== Stated problem ==
State how many lines in the items below contain the string "draw". Reply with the number alone.

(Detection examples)
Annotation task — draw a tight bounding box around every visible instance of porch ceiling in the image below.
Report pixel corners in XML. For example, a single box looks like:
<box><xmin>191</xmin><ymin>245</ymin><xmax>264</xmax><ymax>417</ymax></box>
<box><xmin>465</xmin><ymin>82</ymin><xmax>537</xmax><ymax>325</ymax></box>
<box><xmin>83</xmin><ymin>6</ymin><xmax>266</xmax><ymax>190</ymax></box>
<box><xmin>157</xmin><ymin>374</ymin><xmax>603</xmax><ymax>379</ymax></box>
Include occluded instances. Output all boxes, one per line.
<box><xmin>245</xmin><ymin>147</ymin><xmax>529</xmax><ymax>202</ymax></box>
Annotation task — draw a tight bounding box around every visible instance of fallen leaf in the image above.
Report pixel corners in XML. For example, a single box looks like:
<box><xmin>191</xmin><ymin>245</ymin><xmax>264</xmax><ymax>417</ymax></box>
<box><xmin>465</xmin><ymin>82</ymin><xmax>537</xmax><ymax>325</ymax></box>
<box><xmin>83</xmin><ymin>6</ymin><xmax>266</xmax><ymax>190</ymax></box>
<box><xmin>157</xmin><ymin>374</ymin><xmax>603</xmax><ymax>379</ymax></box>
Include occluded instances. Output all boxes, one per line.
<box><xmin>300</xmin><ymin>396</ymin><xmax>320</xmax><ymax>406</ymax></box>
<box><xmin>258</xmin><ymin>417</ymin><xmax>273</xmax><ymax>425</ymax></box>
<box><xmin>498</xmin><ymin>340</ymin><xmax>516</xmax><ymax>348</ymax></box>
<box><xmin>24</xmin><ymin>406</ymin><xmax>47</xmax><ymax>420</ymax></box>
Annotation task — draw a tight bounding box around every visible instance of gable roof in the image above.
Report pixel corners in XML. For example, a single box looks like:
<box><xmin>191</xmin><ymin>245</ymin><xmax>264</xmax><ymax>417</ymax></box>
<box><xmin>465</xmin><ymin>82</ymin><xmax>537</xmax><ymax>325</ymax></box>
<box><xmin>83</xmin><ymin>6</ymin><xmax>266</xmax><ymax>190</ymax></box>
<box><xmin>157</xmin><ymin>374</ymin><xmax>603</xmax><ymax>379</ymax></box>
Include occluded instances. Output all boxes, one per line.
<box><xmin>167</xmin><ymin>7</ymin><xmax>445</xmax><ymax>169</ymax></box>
...
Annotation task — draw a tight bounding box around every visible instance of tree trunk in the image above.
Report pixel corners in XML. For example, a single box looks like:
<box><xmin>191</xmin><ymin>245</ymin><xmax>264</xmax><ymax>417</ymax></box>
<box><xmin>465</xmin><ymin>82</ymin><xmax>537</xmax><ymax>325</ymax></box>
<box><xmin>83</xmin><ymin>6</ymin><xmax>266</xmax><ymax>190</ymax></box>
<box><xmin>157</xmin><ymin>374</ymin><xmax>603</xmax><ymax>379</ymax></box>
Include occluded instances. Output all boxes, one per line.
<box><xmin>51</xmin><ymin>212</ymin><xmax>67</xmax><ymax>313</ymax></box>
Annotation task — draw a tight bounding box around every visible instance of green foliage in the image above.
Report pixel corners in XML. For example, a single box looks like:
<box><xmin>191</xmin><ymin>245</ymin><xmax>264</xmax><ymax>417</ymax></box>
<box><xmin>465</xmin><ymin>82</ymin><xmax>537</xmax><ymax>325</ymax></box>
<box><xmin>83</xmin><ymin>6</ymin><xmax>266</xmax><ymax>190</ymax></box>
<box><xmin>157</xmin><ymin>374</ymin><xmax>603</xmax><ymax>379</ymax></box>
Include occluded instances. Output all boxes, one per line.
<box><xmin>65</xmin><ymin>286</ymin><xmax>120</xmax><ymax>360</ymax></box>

== Expected output ==
5